[Directions for this task]: Update every line of the data so that "in this photo" is replaced with "in this picture" and nothing else changes. Leave the images themselves out of your answer.

[start Entries supplied]

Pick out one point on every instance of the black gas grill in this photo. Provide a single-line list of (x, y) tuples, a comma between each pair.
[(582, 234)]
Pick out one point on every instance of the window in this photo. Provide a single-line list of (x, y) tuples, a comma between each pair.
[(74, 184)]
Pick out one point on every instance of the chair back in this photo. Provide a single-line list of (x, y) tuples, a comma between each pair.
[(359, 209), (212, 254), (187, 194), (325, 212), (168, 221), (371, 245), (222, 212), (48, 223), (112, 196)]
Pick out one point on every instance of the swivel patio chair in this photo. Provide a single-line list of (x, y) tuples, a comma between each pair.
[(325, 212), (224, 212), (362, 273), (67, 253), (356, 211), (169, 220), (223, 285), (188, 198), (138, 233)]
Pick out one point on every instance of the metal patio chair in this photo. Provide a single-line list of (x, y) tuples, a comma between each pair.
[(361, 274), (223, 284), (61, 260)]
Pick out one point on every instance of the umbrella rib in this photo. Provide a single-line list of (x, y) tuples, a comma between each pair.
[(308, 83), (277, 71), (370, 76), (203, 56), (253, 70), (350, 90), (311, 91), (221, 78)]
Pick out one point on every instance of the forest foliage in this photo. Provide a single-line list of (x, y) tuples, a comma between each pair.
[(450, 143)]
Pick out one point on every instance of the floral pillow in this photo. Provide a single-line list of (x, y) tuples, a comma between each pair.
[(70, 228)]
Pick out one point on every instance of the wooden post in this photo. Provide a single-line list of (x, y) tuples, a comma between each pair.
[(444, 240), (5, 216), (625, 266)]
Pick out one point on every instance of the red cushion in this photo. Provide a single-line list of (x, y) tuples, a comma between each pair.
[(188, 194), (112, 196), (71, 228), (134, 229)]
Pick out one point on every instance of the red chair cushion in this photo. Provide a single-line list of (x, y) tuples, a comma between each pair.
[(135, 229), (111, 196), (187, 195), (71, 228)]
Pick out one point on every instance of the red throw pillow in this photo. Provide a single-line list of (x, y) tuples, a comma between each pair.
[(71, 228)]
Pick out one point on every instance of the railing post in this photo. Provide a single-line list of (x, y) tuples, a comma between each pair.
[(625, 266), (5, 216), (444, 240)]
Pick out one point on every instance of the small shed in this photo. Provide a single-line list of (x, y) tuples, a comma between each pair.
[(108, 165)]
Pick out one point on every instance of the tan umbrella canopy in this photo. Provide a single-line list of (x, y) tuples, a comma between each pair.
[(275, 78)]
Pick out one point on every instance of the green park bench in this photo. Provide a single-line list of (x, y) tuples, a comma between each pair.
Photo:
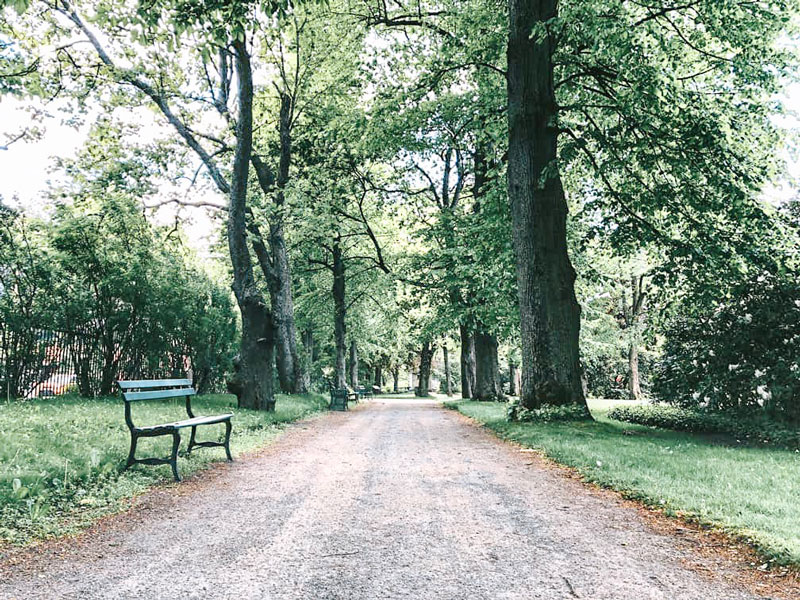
[(364, 392), (340, 398), (163, 389)]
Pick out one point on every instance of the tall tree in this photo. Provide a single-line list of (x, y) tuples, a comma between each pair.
[(549, 310)]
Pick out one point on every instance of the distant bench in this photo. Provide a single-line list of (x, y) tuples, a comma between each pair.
[(163, 389)]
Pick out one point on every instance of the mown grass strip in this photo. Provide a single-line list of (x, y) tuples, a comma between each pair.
[(61, 459), (750, 492)]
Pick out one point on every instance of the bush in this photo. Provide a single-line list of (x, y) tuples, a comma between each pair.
[(744, 427), (740, 354)]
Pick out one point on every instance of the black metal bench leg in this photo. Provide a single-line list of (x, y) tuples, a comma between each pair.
[(191, 440), (132, 452), (176, 442), (228, 428)]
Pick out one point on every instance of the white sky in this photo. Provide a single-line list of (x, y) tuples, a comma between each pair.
[(27, 168)]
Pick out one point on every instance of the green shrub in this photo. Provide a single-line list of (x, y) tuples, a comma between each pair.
[(741, 352), (744, 427)]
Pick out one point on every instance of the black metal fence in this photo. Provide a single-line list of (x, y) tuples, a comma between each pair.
[(44, 362)]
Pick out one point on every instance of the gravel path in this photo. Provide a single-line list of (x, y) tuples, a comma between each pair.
[(397, 499)]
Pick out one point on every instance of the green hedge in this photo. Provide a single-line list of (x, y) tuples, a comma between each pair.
[(745, 428)]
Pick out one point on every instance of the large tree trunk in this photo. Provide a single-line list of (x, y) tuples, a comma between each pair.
[(290, 367), (447, 389), (425, 360), (634, 385), (308, 356), (339, 315), (252, 382), (487, 369), (549, 311), (513, 388), (353, 364), (467, 362)]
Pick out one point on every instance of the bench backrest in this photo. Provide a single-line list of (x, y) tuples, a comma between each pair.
[(156, 389), (134, 390)]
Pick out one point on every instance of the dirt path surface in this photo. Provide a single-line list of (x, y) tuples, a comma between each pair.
[(397, 499)]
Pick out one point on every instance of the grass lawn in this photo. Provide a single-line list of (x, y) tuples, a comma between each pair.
[(61, 459), (750, 492)]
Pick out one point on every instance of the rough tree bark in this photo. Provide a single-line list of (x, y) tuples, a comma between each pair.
[(353, 364), (308, 356), (487, 368), (339, 314), (252, 382), (288, 363), (631, 318), (447, 375), (425, 359), (549, 311), (467, 362), (513, 375), (634, 385)]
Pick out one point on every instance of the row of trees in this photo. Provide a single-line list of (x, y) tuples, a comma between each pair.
[(399, 172), (128, 297)]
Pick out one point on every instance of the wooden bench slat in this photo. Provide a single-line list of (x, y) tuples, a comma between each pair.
[(158, 394), (188, 423), (145, 384)]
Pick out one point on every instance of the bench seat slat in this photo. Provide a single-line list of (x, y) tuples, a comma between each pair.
[(158, 394), (188, 423), (146, 384)]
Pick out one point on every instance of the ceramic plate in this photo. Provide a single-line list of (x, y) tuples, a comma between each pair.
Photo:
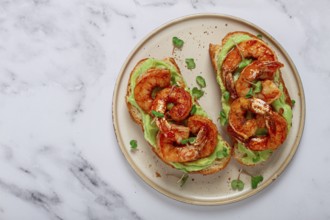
[(198, 31)]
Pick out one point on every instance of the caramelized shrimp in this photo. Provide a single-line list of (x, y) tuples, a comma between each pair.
[(255, 49), (207, 134), (145, 85), (245, 129), (179, 97), (204, 145), (277, 131), (259, 70)]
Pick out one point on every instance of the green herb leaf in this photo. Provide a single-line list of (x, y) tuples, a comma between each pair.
[(256, 159), (244, 63), (222, 154), (201, 81), (188, 140), (237, 185), (177, 42), (173, 81), (190, 63), (255, 180), (226, 96), (193, 110), (183, 179), (223, 118), (257, 87), (197, 93), (249, 94), (157, 114), (133, 144)]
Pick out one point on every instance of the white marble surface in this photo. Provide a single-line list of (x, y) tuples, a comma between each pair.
[(59, 158)]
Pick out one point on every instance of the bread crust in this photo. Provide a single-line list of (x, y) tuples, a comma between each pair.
[(214, 49), (135, 114)]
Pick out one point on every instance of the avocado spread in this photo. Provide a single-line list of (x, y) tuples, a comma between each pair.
[(150, 128), (249, 156)]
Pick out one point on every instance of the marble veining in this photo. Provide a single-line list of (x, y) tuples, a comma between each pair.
[(59, 60)]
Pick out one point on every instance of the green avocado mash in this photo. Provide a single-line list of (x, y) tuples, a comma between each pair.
[(150, 129), (249, 156)]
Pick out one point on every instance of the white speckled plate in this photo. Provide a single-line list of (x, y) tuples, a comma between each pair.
[(198, 31)]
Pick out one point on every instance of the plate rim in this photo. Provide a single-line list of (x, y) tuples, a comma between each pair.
[(250, 193)]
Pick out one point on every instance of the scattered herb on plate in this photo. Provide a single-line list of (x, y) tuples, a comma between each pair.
[(190, 62), (223, 118), (183, 179), (133, 144), (197, 93), (226, 95), (177, 42), (255, 180)]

[end Entries supplied]

[The completed task]:
Pick out one point on every instance of the black gas grill in this picture. Provide a single-line list of (x, y) tuples, a comma between each pair.
[(582, 234)]
Pick out one point on every instance of the window in this picture. Provide a single-line list of (x, y) tuples, a comma between each pair.
[(74, 184)]
Pick out one point on every instance of the chair back in this picture. Provide a single-line list of (x, y) tuples, a comma between each pair.
[(359, 209), (212, 254), (187, 194), (325, 212), (168, 221), (371, 245), (222, 212), (48, 223), (112, 196)]
Pick out one point on every instance of the swivel patio chair in this picture. Provide a single-line list of (x, y) tuples, a comma between each pair.
[(325, 212), (224, 212), (362, 273), (67, 253), (356, 211), (169, 220), (223, 285), (188, 198), (138, 233)]
Pick out one point on every instance of the metal patio chair in this picture. Provide a single-line list of (x, y) tuples, a comma between each pair.
[(361, 274), (223, 284), (61, 260)]
Pick out one point on every instance of the umbrella rib in this picture. Provide a single-line list of (x, y) tuples, a comma between each pair.
[(308, 83), (277, 71), (370, 76), (203, 56), (253, 70), (350, 90), (311, 91), (221, 78)]
Pick out one point on every instance of the forest foliage in this picture. Provide a single-line list of (x, y) tuples, a comma between each pair.
[(450, 143)]
Pick out one point on every instance of the floral pillow in this picture. Provide a single-line list of (x, y) tuples, a comma between each pair.
[(70, 228)]
Pick out one point on every instance of the wooden post in this picture. Provide a single-line list of (x, y) tuples, a comma between each pair.
[(444, 240), (5, 216), (625, 266)]
Pick out one point on every instance of the red cushion in this picture. Provide a single-line list of (x, y) tuples, a comma between each pair.
[(188, 194), (112, 196), (71, 228), (134, 229)]
Pick out one point on every instance of the red chair cushion in this picture. Provide a single-line list of (x, y) tuples, a comma between each pair.
[(135, 229), (111, 196), (187, 195), (71, 228)]
Pick out one point on every instance of the red throw pillow in this picture. Provide a single-line list of (x, y) tuples, a comma between each pair.
[(71, 228)]
Pick out one point on every instance of the railing post in this picture. Provide a single-line list of (x, y) tuples, a comma between each pair.
[(625, 266), (5, 216), (444, 240)]
Pick out one point on every instance of the small shed in this picture. Provide a single-line list of (x, y) tuples, a comma between each pair.
[(108, 165)]
Pick out one point on every instance of the tan umbrella canopy in this picture. Provide a single-line list of (x, y) tuples, a comma between each pair.
[(275, 78)]
Pick out one point on every instance of the green park bench in this picture. Provide a single-line list of (x, y) tuples, a comma between each pair.
Photo:
[(364, 392), (340, 398), (163, 389)]
Pick out one point on every instance of the tall tree in this picture. Provide a single-line list of (x, y) tuples, a comma between each pair.
[(549, 310)]
Pick out one point on every instance of the distant bench in this picture. Provide a single-line list of (x, y) tuples, a comma between each pair.
[(163, 389)]
Pick out one point on every instance of the mown grass strip in this picture. Provide a single-line list of (x, y) tuples, a comma between each pair.
[(61, 459), (750, 492)]
Pick out one point on every instance of the bush in this picture. Provide a single-line list of (x, y) tuples, a comma between each pair.
[(744, 427), (740, 354)]
Pick out one point on every instance of the black metal bench leg in this picture. Provide a single-line list of (x, y) tuples, a comma between each pair.
[(191, 440), (132, 452), (176, 442), (228, 428)]
Pick out one point on every instance of the white sky in this picture. Provide a single-line list of (x, y) tuples, a comma between each pair.
[(27, 168)]
Pick out one point on every instance of the green shrub in this picture. Provide a single-line list of (x, y) tuples, a comma between each pair.
[(741, 352), (744, 427)]
Pick out one point on every instance of the black metal fence in this picture. Provide a single-line list of (x, y) tuples, a comma between each pair.
[(44, 362)]
Pick out one point on every instance of the gravel path in this picture. Provide a single-line list of (x, y) tuples, a comma between each pair.
[(397, 499)]
Pick out one point on every instance of the green hedge in this picture. Provide a single-line list of (x, y) tuples, a comma between each pair.
[(745, 428)]
Pick out one point on every instance of the large tree trunk in this picture. Provide a single-line list of (x, y) tuples, a comma between each pair.
[(290, 367), (447, 389), (425, 360), (634, 385), (308, 356), (339, 315), (252, 382), (487, 369), (549, 311), (513, 388), (353, 364), (467, 362)]
Pick out one point on every instance of the bench backrest in this picture. Provide a single-line list of (x, y) tuples, a comma between each pair.
[(156, 389), (134, 390)]
Pick out one point on every instance of the dirt path surface in this picture. Provide a single-line list of (x, y) tuples, a comma between each pair.
[(397, 499)]
Pick out one point on every instance of the grass lawn in this picture. Provide a single-line list of (x, y) tuples, a comma between each pair.
[(61, 459), (750, 492)]
Pick out one point on every instance of the rough tree bark in this picture. Provide a single-line list of (x, y) tuples, a comma between each pair.
[(353, 364), (308, 356), (487, 368), (339, 314), (252, 382), (288, 363), (631, 318), (447, 375), (425, 359), (549, 311), (467, 362), (513, 375), (634, 385)]
Pick out one point on every instance of the row of trees in this picture. Provide a single-line list of (x, y) tuples, a comma between each pair.
[(399, 172), (128, 297)]
Pick out one point on every instance of the wooden bench slat in this picture. Provide a single-line list of (x, y) tuples, a comma between each pair.
[(158, 394), (188, 423), (145, 384)]
Pick out one point on every instance of the bench seat slat in this picture. Provide a single-line list of (x, y) tuples, a comma between each pair.
[(158, 394), (188, 423), (146, 384)]
Pick out one point on every instance of the ceramic plate in this picture. Provide a single-line list of (x, y) tuples, a comma between each pair.
Photo:
[(198, 31)]
Pick out one point on every instance of the caramelized shrimp in this picture. Provide a single-line list of (x, y) tuples, a comma between each pair.
[(255, 49), (207, 134), (145, 85), (245, 129), (179, 97), (204, 145), (277, 131), (259, 70)]
Pick out one point on every instance of the green herb leaf in this picture. Provide a single-line list of (x, y) tuples, a comma between each pair.
[(256, 159), (244, 63), (222, 154), (201, 81), (188, 140), (237, 185), (177, 42), (173, 81), (190, 63), (255, 180), (226, 96), (193, 110), (183, 179), (223, 118), (257, 87), (197, 93), (249, 94), (157, 114), (133, 144)]
Pick out one point on every instance of the white marble surface in this picture. Provide a single-line list of (x, y) tuples, a comma between each pair.
[(59, 158)]
Pick out one point on every instance of the bread crust in this picture. Provide a single-line list of (x, y) tuples, a comma between each pair.
[(214, 49), (135, 114)]
Pick out one point on every instance of the avocado spread in this picture. Provide a single-line list of (x, y) tuples, a comma between each pair.
[(150, 128), (249, 156)]
Pick out one point on every instance of the marble veining in this picture. Provide a single-line list of (x, y) tuples, a comma between each pair.
[(59, 60)]
Pick out one point on every instance of the green avocado mash in this picture. Provide a single-line list of (x, y) tuples, a comma between each pair.
[(150, 129), (249, 156)]
Pick out one point on every instance of the white speckled plate in this picture. Provide a single-line list of (x, y) tuples, a comma between each pair.
[(198, 31)]
Pick out one point on every instance of the plate rim in this picture. Provide a single-line list of (x, y) tuples, a comma between each pair.
[(250, 193)]
Pick out one point on every instance of the scattered herb on plate in this picture. Provide a single-line list of (x, y) tuples, a comma between each pair.
[(190, 62), (223, 118), (183, 179), (133, 144), (197, 93), (226, 95), (177, 42), (255, 180)]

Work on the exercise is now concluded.